§ Supplied passage

--------------------------------------------------

Spiced, oil-based, properly carroty — and topped with the cream cheese frosting that actually pipes. The kind of cake that gets better the day after it is baked.

Prep
25 min
Bake
30 min
Serves
12 slices
Difficulty
Easy

Plus 1h 30m cooling / chilling time

Method

  1. 1

    Preheat the oven to 175°C (155°C fan / 350°F / Gas 4). Grease two 20cm (8-inch) round sandwich tins and line the bases with baking parchment.

  2. 2

    Whisk the flour, baking powder, bicarbonate of soda, salt, cinnamon, nutmeg, and ginger together in a medium bowl. Set aside.

  3. 3

    In a large bowl, whisk the eggs, both sugars, oil, vanilla, and orange zest together until smooth and the sugar starts to dissolve into the wet mix — about 1 minute. The mixture should look glossy and slightly thickened.

  4. 4

    Add the dry ingredients to the wet in two additions, folding gently with a spatula until almost combined — a few floury streaks are fine. Fold in the grated carrot, walnuts, and sultanas if using. Stop as soon as everything is evenly distributed; over-folding gives a tough crumb.

  5. 5

    Divide the batter equally between the two tins (weigh after filling for even layers) and smooth the tops. Bake for 28–32 minutes, until golden, the tops spring back to a light touch, and a skewer in the centre comes out clean.

    Bake30:00
  6. 6

    Cool in the tins for 15 minutes, then turn out onto a wire rack. Leave to cool completely — at least 1 hour. Frosting a warm cake will turn the cream cheese frosting to soup.

--------------------------------------------------

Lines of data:
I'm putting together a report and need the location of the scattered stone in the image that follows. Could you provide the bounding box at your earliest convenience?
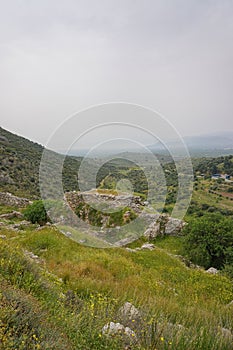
[144,221,160,239]
[0,192,32,208]
[0,211,23,219]
[143,214,186,239]
[102,322,137,343]
[125,247,136,253]
[165,217,185,235]
[220,327,233,341]
[24,250,43,264]
[119,302,141,321]
[206,267,218,275]
[141,243,155,250]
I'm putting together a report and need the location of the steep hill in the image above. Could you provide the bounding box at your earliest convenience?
[0,127,80,198]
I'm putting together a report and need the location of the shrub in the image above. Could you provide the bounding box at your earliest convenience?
[184,214,233,269]
[23,200,48,226]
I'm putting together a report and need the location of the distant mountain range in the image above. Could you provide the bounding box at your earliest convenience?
[149,131,233,156]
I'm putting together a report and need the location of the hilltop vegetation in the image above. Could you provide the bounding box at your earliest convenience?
[0,129,233,350]
[0,127,80,198]
[0,209,233,350]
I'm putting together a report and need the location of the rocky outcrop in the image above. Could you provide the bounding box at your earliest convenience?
[0,211,23,220]
[65,190,145,213]
[102,322,137,345]
[206,267,218,275]
[0,192,31,208]
[144,214,185,239]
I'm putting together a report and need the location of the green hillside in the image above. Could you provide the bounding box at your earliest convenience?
[0,127,80,198]
[0,212,233,350]
[0,129,233,350]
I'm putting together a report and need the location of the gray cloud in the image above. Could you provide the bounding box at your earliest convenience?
[0,0,233,143]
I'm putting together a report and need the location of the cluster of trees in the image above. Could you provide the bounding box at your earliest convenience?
[184,213,233,277]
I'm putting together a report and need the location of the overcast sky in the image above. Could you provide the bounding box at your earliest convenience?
[0,0,233,144]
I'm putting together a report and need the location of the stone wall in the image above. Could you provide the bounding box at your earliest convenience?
[0,192,31,208]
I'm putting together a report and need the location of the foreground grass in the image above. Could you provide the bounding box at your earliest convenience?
[0,227,233,350]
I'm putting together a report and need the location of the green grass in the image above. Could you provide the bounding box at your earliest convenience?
[0,223,233,350]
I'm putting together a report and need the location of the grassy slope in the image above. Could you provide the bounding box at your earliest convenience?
[0,217,233,350]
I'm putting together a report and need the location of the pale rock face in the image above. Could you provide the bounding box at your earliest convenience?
[119,302,141,320]
[144,214,185,239]
[206,267,218,275]
[102,322,137,342]
[141,243,155,250]
[0,192,31,208]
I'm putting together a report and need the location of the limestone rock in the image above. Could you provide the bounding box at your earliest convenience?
[141,243,155,250]
[206,267,218,275]
[119,302,141,320]
[0,192,31,208]
[102,322,137,342]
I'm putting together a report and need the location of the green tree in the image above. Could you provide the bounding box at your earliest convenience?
[23,200,48,226]
[185,214,233,269]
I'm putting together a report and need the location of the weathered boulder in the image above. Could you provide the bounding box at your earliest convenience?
[144,214,185,239]
[141,243,155,250]
[0,192,31,208]
[206,267,218,275]
[102,322,137,344]
[0,211,23,219]
[219,327,233,341]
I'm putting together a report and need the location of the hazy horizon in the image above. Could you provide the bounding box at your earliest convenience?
[0,0,233,145]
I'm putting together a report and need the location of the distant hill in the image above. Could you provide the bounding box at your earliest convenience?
[149,131,233,157]
[0,127,80,198]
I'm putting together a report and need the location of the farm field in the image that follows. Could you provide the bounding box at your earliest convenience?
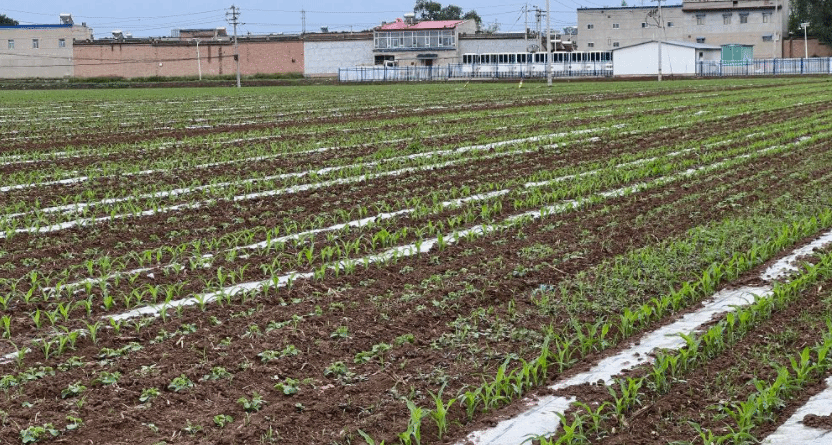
[0,77,832,445]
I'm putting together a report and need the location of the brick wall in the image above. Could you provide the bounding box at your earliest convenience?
[73,40,303,78]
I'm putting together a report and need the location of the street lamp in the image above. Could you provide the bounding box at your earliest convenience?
[800,22,809,59]
[194,39,202,81]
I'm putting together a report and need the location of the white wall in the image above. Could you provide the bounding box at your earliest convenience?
[303,38,375,76]
[612,42,718,76]
[459,37,528,54]
[0,25,92,79]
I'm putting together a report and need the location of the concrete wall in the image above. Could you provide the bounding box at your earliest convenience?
[0,25,92,78]
[303,39,375,76]
[783,38,832,58]
[74,39,304,78]
[577,0,788,58]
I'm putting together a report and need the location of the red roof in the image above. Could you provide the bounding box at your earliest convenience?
[381,19,463,31]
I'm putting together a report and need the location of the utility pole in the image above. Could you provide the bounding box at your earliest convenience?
[225,5,240,88]
[652,0,665,82]
[546,0,552,87]
[194,39,202,80]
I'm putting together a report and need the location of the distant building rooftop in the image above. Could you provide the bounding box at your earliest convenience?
[379,19,464,31]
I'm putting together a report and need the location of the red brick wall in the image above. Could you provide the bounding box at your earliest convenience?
[73,40,303,78]
[783,38,832,59]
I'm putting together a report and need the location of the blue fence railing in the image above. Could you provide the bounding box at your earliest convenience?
[338,57,832,82]
[338,62,612,82]
[696,57,832,77]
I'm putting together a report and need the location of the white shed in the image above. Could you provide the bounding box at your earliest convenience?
[612,40,722,76]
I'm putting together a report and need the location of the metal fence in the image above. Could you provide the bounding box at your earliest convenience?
[338,62,612,82]
[696,57,832,77]
[338,57,832,82]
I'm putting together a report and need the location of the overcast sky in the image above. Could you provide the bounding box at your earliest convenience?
[0,0,678,38]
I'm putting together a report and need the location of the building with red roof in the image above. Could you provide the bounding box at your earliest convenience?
[373,15,477,66]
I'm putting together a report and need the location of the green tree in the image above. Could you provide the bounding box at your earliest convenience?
[789,0,832,45]
[462,9,482,29]
[413,0,442,20]
[0,14,20,26]
[413,0,482,29]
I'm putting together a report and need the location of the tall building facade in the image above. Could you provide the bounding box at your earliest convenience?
[576,0,789,59]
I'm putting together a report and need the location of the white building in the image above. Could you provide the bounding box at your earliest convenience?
[0,14,92,78]
[612,40,722,76]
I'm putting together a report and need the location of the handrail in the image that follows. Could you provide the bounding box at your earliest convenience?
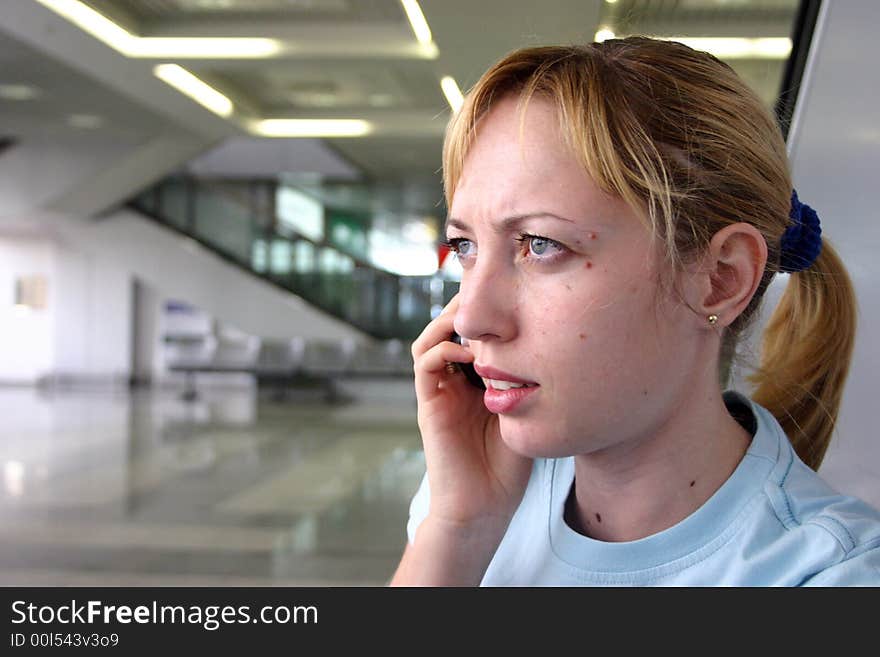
[136,177,457,340]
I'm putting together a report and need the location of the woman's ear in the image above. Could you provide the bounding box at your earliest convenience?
[691,223,767,327]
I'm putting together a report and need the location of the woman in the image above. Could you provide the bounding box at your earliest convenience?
[392,37,880,586]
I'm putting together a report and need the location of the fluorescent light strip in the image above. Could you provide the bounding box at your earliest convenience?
[125,37,281,59]
[37,0,281,59]
[153,64,233,117]
[400,0,431,45]
[251,119,373,137]
[37,0,137,52]
[593,25,615,43]
[440,75,464,112]
[663,37,791,59]
[593,25,792,59]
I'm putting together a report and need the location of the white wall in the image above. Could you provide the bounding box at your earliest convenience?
[59,210,372,342]
[744,0,880,508]
[53,243,132,378]
[0,237,58,383]
[0,237,132,384]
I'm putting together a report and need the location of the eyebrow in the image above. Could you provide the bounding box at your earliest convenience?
[443,211,575,233]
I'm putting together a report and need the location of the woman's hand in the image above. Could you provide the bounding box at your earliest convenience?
[412,295,532,536]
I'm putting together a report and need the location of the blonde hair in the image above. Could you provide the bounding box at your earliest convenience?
[443,37,856,469]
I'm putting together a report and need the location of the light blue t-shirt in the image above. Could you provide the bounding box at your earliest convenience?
[407,391,880,586]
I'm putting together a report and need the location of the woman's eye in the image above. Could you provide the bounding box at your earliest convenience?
[447,237,476,258]
[529,237,550,255]
[518,235,565,260]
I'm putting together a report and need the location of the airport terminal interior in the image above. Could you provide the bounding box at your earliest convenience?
[0,0,880,586]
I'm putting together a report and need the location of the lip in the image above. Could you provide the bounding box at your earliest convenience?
[474,363,538,386]
[474,363,541,415]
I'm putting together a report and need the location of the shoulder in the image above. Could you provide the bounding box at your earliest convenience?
[751,392,880,586]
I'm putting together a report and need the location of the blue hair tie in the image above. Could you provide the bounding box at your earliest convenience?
[779,190,822,272]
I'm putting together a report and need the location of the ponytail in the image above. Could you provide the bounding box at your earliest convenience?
[747,240,857,470]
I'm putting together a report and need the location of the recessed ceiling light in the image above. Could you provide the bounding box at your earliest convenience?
[367,94,394,107]
[440,75,464,112]
[37,0,281,59]
[400,0,431,44]
[250,119,373,137]
[153,64,234,116]
[0,84,40,100]
[67,114,104,130]
[662,37,791,59]
[593,25,615,43]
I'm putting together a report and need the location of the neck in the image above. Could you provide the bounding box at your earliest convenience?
[565,391,751,541]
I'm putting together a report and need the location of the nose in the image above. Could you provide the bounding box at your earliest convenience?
[453,261,516,341]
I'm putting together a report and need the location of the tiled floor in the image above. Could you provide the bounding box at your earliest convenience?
[0,380,880,586]
[0,380,424,586]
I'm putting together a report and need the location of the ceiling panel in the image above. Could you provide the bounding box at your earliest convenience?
[87,0,406,36]
[211,61,447,116]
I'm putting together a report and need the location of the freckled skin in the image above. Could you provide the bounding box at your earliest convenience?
[447,93,702,457]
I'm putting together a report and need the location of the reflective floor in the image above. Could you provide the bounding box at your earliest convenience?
[0,380,424,586]
[0,380,880,586]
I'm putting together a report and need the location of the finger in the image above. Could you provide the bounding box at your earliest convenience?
[414,342,474,399]
[412,294,458,360]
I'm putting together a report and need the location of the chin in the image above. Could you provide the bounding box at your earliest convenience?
[499,416,575,459]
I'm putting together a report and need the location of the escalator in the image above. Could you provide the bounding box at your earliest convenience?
[129,176,458,342]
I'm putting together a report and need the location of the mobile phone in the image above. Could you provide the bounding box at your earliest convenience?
[452,333,486,390]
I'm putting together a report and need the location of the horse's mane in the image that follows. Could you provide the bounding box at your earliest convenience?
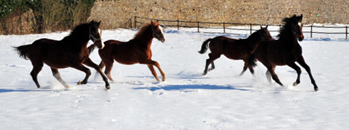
[278,15,303,37]
[278,17,292,37]
[134,22,159,39]
[63,23,89,40]
[247,29,262,39]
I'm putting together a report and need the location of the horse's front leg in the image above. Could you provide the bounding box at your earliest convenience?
[51,68,70,88]
[72,64,91,85]
[84,58,110,89]
[287,62,302,86]
[297,56,319,91]
[140,60,166,81]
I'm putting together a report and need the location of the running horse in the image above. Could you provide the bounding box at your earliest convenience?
[199,26,271,75]
[92,21,166,81]
[248,15,319,91]
[14,20,110,89]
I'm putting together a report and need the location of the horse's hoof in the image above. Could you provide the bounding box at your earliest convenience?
[293,82,298,86]
[314,87,319,91]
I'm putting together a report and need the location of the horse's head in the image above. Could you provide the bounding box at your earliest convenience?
[257,25,272,41]
[150,21,166,43]
[291,14,304,41]
[89,20,104,49]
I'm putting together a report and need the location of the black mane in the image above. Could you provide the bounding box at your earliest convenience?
[278,15,303,38]
[63,23,89,41]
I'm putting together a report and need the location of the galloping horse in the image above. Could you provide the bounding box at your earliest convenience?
[249,15,319,91]
[199,26,271,75]
[15,21,110,89]
[94,21,166,81]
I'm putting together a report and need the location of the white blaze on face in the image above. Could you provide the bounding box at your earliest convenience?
[159,26,166,42]
[298,22,302,27]
[98,28,105,49]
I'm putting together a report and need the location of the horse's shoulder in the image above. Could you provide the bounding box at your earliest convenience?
[104,40,124,45]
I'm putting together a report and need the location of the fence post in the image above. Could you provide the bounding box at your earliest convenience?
[345,26,348,39]
[198,21,200,33]
[310,25,313,38]
[223,22,225,33]
[135,16,137,28]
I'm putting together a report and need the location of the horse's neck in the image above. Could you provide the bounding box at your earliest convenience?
[133,29,153,48]
[246,34,262,49]
[62,36,89,48]
[279,34,299,48]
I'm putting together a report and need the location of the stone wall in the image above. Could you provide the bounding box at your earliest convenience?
[89,0,349,29]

--------------------------------------------------

§ Parts of the exercise
[a] Condense the paragraph of the carrot cake recipe that begins "Add the dry ingredients to the wet" into a short bulleted list, keeping its main facts.
[b] Answer these questions using the carrot cake recipe:
(i) How many slices does the cake serve?
(ii) What tins does the recipe call for?
(iii) How long should the cakes cool in their tins before being turned out?
The data has no connection to the carrot cake recipe.

§ Answers per task
[a]
- Add the dry ingredients to the wet in two additions, folding gently with a spatula until almost combined; a few floury streaks are fine.
- Fold in the grated carrot, walnuts, and sultanas if using.
- Stop once everything is evenly distributed, since over-folding gives a tough crumb.

[b]
(i) 12 slices.
(ii) Two 20cm (8-inch) round sandwich tins.
(iii) 15 minutes.